**WHAT THE EXERCISE ASKS**
Reproduce every line of the data from the line containing "point_to(query) locates the blue industrial" up to and including the line containing "x=733, y=253", increasing each x and y coordinate value in the answers by 76.

(Object position labeling data)
==*==
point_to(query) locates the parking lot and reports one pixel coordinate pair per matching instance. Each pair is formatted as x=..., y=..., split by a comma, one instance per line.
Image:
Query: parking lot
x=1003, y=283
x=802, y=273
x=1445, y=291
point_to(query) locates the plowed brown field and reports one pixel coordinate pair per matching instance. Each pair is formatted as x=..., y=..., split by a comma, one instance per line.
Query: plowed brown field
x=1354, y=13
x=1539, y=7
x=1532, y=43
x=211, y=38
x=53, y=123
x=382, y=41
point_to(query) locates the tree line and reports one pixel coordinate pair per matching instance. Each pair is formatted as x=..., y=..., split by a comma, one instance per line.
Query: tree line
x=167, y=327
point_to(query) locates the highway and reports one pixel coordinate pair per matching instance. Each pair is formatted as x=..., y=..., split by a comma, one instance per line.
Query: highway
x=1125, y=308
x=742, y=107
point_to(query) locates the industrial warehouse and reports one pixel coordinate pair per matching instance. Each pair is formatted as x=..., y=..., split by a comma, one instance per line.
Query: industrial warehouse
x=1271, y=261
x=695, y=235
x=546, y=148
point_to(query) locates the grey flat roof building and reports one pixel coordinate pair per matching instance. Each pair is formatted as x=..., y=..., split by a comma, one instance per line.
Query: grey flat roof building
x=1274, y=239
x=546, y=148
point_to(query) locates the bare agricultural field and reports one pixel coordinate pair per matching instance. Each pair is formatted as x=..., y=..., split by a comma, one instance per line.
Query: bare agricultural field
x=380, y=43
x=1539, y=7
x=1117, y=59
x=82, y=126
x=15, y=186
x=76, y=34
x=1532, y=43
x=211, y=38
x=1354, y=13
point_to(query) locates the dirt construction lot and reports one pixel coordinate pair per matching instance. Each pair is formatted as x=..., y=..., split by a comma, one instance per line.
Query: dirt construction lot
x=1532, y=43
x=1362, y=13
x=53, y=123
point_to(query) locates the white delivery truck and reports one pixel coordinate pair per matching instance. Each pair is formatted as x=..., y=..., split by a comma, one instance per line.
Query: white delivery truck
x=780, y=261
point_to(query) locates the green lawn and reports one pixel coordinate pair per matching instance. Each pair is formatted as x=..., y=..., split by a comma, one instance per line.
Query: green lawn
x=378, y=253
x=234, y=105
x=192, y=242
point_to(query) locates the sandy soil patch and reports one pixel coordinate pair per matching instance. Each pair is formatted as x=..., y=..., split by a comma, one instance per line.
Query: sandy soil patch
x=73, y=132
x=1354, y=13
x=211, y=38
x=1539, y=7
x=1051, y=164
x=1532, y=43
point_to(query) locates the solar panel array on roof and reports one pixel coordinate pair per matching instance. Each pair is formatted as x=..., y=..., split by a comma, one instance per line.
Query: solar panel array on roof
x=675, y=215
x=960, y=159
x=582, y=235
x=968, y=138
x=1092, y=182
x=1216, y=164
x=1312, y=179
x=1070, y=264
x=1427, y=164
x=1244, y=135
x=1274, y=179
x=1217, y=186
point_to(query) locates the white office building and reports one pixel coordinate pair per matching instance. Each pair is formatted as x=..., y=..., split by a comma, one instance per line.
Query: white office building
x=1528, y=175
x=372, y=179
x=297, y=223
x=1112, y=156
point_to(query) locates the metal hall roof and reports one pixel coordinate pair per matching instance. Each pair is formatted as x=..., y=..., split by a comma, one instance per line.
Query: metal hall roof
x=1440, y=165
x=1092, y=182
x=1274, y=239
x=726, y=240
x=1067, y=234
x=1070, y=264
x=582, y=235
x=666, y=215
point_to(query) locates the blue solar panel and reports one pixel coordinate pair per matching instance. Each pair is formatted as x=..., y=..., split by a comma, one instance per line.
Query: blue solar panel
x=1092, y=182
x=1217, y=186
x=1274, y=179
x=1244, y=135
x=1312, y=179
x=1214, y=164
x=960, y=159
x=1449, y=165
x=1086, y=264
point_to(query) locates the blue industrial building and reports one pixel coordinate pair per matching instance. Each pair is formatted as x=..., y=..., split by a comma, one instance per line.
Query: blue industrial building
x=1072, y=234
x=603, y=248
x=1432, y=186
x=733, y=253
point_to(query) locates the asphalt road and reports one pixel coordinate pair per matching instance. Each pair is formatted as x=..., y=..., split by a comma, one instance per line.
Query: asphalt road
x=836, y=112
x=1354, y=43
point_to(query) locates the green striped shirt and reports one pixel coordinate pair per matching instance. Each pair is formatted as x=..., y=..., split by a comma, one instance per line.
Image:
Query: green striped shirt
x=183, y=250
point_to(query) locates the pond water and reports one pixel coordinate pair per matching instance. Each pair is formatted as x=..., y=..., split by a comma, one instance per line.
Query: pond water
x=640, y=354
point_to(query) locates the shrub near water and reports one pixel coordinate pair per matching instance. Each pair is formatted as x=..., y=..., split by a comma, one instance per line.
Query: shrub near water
==*==
**SOLUTION TO THIS TASK**
point_to(query) locates the blue industrial building and reports one pixel coordinate pair per matching instance. Each pair is formatted as x=..., y=..., split by a comma, one instance per line.
Query: blue industrial building
x=1148, y=310
x=679, y=324
x=1508, y=262
x=809, y=329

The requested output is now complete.